> Aufgabenziel:
Bearbeite die Einträge vom Anfang bis einschließlich der Zeile mit „x=97, y=399“: Gib diese Zeilen erneut aus, ersetze „office building“ durch „office tower“ und lass alles andere unverändert.

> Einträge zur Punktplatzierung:
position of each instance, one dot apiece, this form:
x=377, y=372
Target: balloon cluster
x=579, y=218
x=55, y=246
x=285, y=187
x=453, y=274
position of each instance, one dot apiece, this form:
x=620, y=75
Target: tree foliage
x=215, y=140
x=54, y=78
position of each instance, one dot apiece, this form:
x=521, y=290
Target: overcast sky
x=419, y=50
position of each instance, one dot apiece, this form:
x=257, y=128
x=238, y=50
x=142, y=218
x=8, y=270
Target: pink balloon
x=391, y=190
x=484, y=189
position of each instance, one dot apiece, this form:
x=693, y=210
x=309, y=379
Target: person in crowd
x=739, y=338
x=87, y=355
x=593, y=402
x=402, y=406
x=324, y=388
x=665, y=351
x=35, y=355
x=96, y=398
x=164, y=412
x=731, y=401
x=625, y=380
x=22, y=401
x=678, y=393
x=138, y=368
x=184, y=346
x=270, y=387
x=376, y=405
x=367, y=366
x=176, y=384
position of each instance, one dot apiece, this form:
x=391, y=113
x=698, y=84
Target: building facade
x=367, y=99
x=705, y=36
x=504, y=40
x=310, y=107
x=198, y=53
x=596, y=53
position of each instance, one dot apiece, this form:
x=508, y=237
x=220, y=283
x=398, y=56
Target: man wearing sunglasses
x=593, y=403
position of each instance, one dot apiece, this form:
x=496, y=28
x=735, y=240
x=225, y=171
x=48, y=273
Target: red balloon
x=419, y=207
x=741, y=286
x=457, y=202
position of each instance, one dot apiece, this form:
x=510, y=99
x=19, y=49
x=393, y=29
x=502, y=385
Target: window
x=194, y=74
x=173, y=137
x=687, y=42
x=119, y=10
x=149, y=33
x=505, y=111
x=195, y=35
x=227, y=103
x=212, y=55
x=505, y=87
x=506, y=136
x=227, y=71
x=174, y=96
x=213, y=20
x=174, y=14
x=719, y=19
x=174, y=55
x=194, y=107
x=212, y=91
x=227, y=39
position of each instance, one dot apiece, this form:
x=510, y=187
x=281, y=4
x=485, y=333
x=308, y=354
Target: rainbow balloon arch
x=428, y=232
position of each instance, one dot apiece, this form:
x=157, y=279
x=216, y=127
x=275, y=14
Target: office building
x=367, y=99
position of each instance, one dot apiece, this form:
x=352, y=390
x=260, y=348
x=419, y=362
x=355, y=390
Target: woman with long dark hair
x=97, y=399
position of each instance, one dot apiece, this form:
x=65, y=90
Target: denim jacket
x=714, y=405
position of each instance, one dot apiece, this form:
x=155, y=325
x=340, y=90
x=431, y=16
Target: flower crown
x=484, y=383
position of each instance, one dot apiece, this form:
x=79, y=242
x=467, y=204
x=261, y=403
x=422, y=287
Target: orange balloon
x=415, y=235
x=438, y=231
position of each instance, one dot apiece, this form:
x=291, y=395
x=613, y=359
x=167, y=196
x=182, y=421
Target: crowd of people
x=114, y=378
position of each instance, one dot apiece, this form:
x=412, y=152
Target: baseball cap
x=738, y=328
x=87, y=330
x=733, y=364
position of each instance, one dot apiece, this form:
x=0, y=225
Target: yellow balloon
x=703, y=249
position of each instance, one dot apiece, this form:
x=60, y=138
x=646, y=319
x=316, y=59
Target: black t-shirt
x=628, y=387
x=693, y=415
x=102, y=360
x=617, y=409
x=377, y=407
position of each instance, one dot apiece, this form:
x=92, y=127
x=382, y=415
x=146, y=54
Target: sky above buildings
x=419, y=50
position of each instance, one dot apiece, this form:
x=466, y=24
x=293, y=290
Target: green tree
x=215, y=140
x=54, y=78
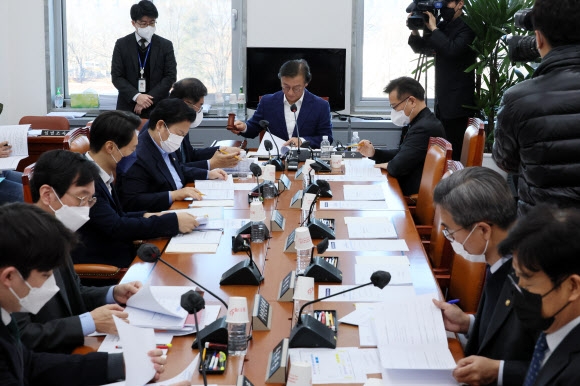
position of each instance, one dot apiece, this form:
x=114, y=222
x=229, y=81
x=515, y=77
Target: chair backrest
x=45, y=122
x=77, y=140
x=466, y=283
x=473, y=143
x=438, y=153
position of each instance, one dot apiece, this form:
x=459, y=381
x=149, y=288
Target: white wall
x=271, y=23
x=22, y=60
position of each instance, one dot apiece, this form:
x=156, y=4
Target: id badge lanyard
x=142, y=85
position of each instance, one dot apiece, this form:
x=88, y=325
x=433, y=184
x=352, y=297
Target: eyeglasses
x=84, y=201
x=398, y=104
x=144, y=24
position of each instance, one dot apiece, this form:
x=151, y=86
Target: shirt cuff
x=87, y=323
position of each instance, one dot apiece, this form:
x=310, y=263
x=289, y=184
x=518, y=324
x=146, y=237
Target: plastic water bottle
x=237, y=339
x=325, y=149
x=58, y=99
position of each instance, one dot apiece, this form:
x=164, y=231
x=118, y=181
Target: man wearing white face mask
x=477, y=210
x=143, y=65
x=407, y=98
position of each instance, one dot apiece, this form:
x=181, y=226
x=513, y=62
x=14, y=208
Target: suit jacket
x=313, y=120
x=187, y=154
x=406, y=162
x=125, y=70
x=57, y=327
x=144, y=180
x=107, y=238
x=506, y=338
x=562, y=367
x=21, y=366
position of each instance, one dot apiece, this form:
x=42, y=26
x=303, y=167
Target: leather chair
x=473, y=143
x=45, y=122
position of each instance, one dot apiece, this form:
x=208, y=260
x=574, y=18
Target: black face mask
x=528, y=307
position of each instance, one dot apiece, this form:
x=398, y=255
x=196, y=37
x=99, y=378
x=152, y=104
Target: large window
x=206, y=37
x=382, y=53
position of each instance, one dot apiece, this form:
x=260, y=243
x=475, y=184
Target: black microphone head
x=268, y=144
x=256, y=169
x=149, y=253
x=380, y=279
x=322, y=246
x=192, y=302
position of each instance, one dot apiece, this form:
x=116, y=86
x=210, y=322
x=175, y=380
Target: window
x=206, y=37
x=381, y=53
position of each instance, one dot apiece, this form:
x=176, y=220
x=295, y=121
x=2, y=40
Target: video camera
x=523, y=48
x=417, y=19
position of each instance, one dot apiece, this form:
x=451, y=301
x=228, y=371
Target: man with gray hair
x=477, y=210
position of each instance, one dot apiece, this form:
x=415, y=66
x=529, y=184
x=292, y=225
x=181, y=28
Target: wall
x=22, y=60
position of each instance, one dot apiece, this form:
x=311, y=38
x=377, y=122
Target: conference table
x=275, y=264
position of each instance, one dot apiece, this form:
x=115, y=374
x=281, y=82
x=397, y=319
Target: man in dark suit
x=313, y=112
x=545, y=246
x=450, y=39
x=405, y=163
x=154, y=177
x=143, y=66
x=33, y=245
x=63, y=185
x=107, y=238
x=477, y=210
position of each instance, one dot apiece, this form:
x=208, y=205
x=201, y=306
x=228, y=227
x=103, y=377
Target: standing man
x=143, y=67
x=407, y=98
x=537, y=131
x=312, y=112
x=454, y=88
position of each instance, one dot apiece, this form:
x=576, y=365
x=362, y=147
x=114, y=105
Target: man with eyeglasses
x=545, y=246
x=143, y=66
x=312, y=115
x=408, y=109
x=63, y=184
x=477, y=211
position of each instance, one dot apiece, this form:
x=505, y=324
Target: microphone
x=245, y=272
x=214, y=332
x=309, y=332
x=276, y=161
x=193, y=302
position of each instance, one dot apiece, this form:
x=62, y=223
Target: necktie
x=537, y=359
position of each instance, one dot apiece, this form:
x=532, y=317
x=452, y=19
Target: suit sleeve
x=127, y=90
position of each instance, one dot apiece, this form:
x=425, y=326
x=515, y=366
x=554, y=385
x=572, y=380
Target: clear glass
x=237, y=339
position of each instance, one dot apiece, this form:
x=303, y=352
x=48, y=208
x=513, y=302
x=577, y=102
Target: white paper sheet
x=367, y=245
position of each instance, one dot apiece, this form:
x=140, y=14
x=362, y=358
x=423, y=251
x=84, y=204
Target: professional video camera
x=417, y=19
x=523, y=48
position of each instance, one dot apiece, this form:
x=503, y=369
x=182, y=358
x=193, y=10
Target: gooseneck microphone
x=309, y=332
x=215, y=332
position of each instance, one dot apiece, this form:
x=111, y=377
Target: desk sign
x=278, y=363
x=261, y=314
x=243, y=381
x=286, y=290
x=277, y=222
x=296, y=201
x=284, y=183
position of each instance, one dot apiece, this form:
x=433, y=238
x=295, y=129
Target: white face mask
x=198, y=119
x=460, y=250
x=146, y=33
x=37, y=297
x=73, y=217
x=172, y=143
x=399, y=118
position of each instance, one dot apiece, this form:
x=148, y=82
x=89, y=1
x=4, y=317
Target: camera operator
x=450, y=39
x=537, y=132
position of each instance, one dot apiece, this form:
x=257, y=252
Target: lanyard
x=142, y=65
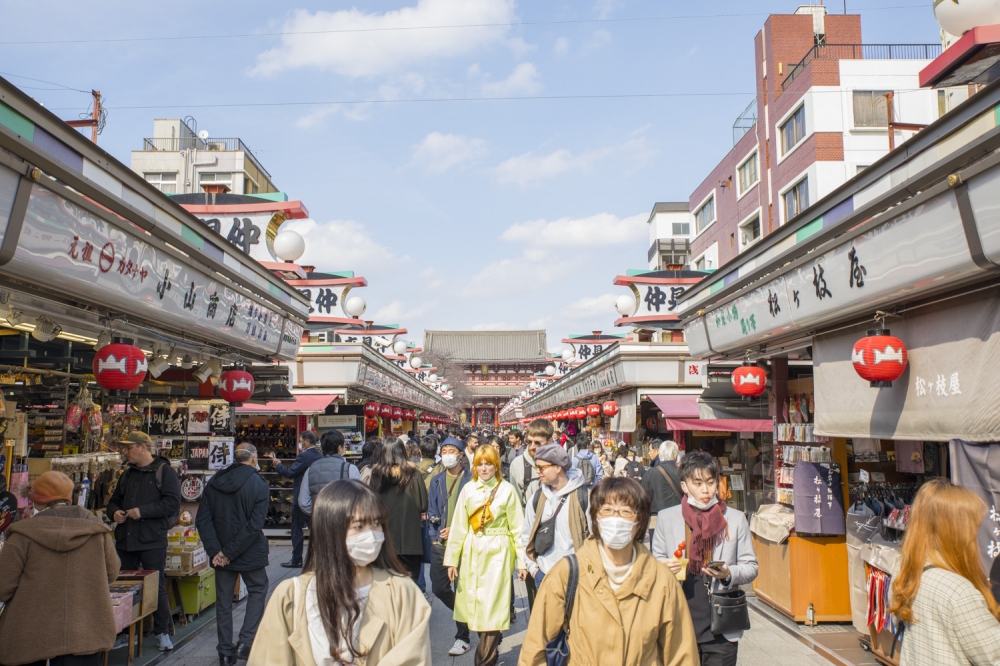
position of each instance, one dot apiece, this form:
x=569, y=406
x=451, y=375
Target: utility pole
x=96, y=121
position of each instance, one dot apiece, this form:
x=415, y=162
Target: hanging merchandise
x=120, y=367
x=879, y=358
x=236, y=385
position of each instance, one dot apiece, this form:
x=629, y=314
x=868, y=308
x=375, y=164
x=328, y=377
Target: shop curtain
x=954, y=350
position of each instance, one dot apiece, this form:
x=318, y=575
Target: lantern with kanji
x=879, y=358
x=120, y=366
x=749, y=381
x=236, y=385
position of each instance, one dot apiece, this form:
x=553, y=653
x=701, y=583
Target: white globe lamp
x=959, y=18
x=625, y=304
x=355, y=306
x=289, y=246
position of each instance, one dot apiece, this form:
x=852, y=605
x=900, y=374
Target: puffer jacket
x=54, y=574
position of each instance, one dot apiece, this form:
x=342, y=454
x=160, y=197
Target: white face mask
x=363, y=548
x=616, y=533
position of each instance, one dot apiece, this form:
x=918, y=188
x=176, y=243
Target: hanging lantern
x=236, y=385
x=879, y=358
x=749, y=381
x=120, y=366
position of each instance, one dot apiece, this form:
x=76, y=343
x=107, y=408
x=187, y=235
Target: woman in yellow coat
x=484, y=560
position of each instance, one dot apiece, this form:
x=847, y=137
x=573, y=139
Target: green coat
x=485, y=561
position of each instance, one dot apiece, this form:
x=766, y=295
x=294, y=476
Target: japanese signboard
x=66, y=244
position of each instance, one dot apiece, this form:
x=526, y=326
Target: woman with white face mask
x=353, y=603
x=628, y=608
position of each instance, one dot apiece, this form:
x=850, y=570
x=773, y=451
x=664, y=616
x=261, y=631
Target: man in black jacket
x=231, y=524
x=144, y=504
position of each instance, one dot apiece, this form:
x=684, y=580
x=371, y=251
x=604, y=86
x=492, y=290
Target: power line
x=510, y=24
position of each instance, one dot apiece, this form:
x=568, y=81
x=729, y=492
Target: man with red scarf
x=703, y=530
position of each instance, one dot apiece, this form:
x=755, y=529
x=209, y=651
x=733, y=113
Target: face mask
x=363, y=548
x=616, y=533
x=703, y=505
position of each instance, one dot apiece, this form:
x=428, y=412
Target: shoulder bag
x=557, y=650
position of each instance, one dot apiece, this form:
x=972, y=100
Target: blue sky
x=461, y=214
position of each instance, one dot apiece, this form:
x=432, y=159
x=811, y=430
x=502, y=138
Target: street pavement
x=766, y=644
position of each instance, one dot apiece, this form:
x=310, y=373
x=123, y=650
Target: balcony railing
x=195, y=143
x=863, y=52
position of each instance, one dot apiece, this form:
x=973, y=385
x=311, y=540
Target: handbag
x=557, y=650
x=483, y=516
x=729, y=610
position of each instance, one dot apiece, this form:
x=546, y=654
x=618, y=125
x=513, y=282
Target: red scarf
x=708, y=530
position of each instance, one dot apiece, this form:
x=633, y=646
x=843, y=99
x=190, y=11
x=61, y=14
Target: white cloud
x=439, y=152
x=530, y=169
x=367, y=48
x=598, y=230
x=522, y=81
x=341, y=245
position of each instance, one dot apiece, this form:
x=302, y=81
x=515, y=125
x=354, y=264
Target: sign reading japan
x=925, y=246
x=64, y=244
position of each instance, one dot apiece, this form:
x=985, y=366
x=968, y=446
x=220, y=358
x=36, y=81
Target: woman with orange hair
x=483, y=550
x=941, y=592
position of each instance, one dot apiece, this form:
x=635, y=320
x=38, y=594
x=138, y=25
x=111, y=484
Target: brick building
x=821, y=116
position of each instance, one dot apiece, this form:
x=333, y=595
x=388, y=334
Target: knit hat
x=50, y=487
x=454, y=441
x=554, y=454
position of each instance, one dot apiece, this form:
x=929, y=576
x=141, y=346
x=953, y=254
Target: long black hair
x=336, y=506
x=391, y=466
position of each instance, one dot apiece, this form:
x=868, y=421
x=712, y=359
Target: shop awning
x=303, y=404
x=680, y=406
x=727, y=425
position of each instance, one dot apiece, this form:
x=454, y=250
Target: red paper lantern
x=120, y=366
x=879, y=358
x=749, y=381
x=236, y=385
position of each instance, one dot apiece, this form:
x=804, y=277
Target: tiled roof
x=487, y=346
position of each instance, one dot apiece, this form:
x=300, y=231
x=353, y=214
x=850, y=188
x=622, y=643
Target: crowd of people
x=476, y=511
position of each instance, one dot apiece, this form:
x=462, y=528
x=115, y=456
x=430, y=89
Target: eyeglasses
x=624, y=512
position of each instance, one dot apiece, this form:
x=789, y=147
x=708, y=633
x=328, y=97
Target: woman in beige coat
x=354, y=602
x=54, y=574
x=629, y=608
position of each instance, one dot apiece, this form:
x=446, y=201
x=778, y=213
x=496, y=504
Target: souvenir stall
x=866, y=287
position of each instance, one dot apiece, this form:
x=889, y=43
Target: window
x=750, y=231
x=705, y=215
x=747, y=173
x=870, y=108
x=793, y=130
x=796, y=199
x=164, y=182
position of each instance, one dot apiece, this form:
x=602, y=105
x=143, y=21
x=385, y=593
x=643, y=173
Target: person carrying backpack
x=556, y=523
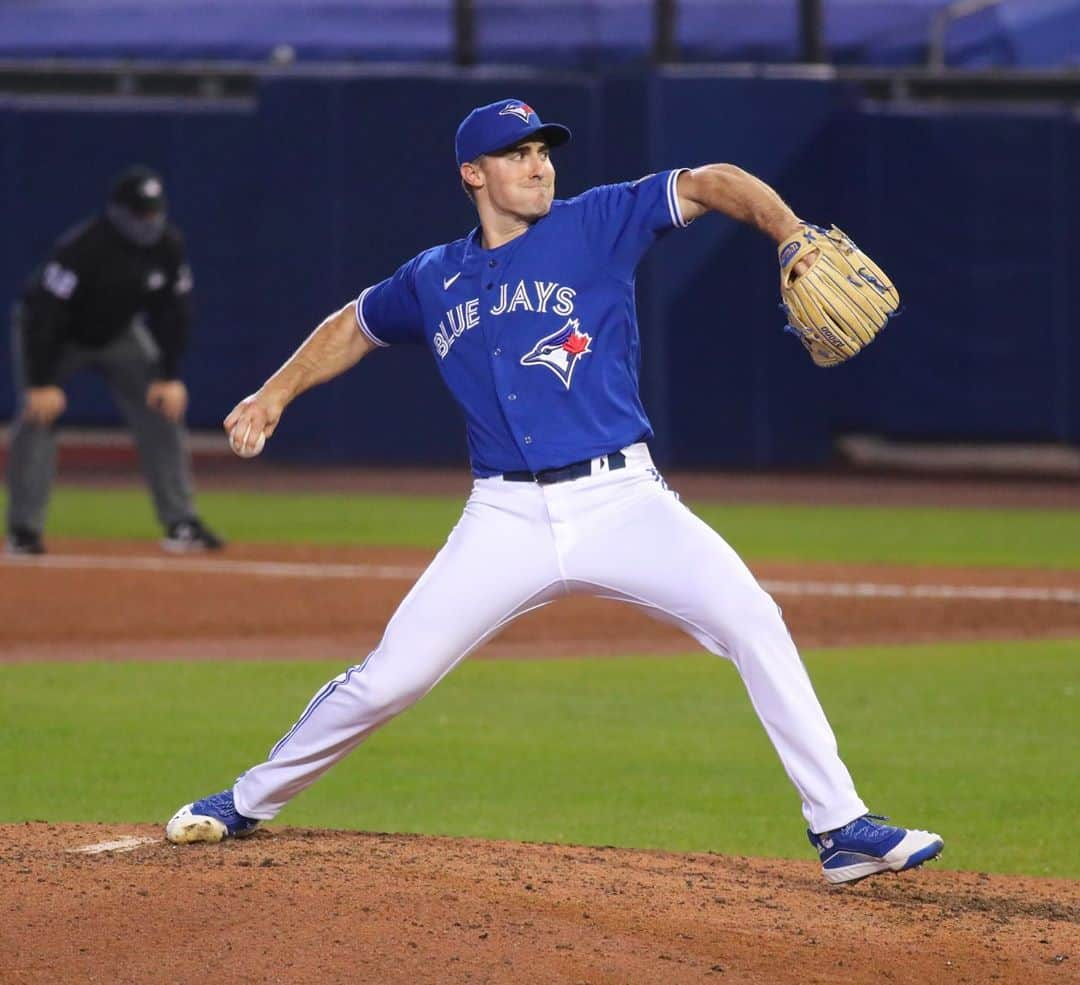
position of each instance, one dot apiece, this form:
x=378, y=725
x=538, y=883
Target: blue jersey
x=538, y=339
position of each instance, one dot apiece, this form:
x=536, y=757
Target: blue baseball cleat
x=865, y=847
x=212, y=819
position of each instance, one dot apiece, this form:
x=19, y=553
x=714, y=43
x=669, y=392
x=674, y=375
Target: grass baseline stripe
x=401, y=572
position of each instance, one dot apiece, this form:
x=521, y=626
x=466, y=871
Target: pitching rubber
x=186, y=828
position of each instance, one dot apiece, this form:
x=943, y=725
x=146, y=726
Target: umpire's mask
x=137, y=206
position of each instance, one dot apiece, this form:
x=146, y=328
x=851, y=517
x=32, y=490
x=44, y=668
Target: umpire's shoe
x=189, y=536
x=212, y=819
x=22, y=540
x=865, y=847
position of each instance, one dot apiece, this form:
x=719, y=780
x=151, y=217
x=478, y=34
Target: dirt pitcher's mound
x=291, y=905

> Schriftliche Antwort:
position of each instance, one dot apiece, this form:
x=377, y=372
Target: balloon cluster
x=579, y=218
x=55, y=246
x=285, y=187
x=453, y=274
position of each instance, one dot apiece, this form:
x=620, y=75
Target: tree foliage
x=215, y=140
x=54, y=78
position of each instance, one dot apiece, this form:
x=521, y=290
Target: overcast sky
x=419, y=50
position of each instance, one dot apiece, this form:
x=257, y=128
x=238, y=50
x=142, y=218
x=8, y=270
Target: pink balloon
x=391, y=190
x=484, y=189
position of each instance, one dot apiece, this form:
x=693, y=210
x=309, y=379
Target: person in crowd
x=739, y=338
x=87, y=355
x=593, y=402
x=402, y=406
x=324, y=388
x=665, y=351
x=35, y=355
x=96, y=398
x=164, y=412
x=731, y=401
x=625, y=380
x=22, y=401
x=678, y=393
x=138, y=368
x=184, y=346
x=270, y=387
x=376, y=405
x=367, y=366
x=176, y=384
position of each instance, one dot apiece, this form:
x=391, y=113
x=698, y=84
Target: building facade
x=367, y=99
x=705, y=36
x=504, y=40
x=310, y=107
x=198, y=53
x=596, y=53
position of each instance, one dot apiece, this form:
x=508, y=237
x=220, y=283
x=398, y=56
Target: man wearing sunglasses
x=593, y=403
position of each instance, one dot apiece, this form:
x=496, y=28
x=735, y=240
x=225, y=171
x=48, y=273
Target: red balloon
x=419, y=207
x=741, y=286
x=457, y=202
position of each instance, one dot apiece, this form:
x=510, y=99
x=19, y=49
x=393, y=29
x=502, y=385
Target: window
x=194, y=74
x=173, y=137
x=687, y=42
x=119, y=10
x=149, y=33
x=505, y=111
x=195, y=35
x=227, y=103
x=212, y=55
x=505, y=87
x=506, y=136
x=227, y=71
x=174, y=96
x=213, y=20
x=174, y=14
x=719, y=19
x=174, y=55
x=194, y=107
x=212, y=91
x=227, y=39
position of each instance, one dot apiece, this form:
x=510, y=187
x=281, y=4
x=485, y=333
x=308, y=354
Target: rainbow balloon arch
x=428, y=232
position of each instance, one dot apiece, this form:
x=157, y=279
x=216, y=127
x=275, y=14
Target: office tower
x=367, y=99
position of each instance, one dot apiece, this form:
x=352, y=390
x=260, y=348
x=419, y=362
x=355, y=390
Target: woman with long dark hair
x=97, y=399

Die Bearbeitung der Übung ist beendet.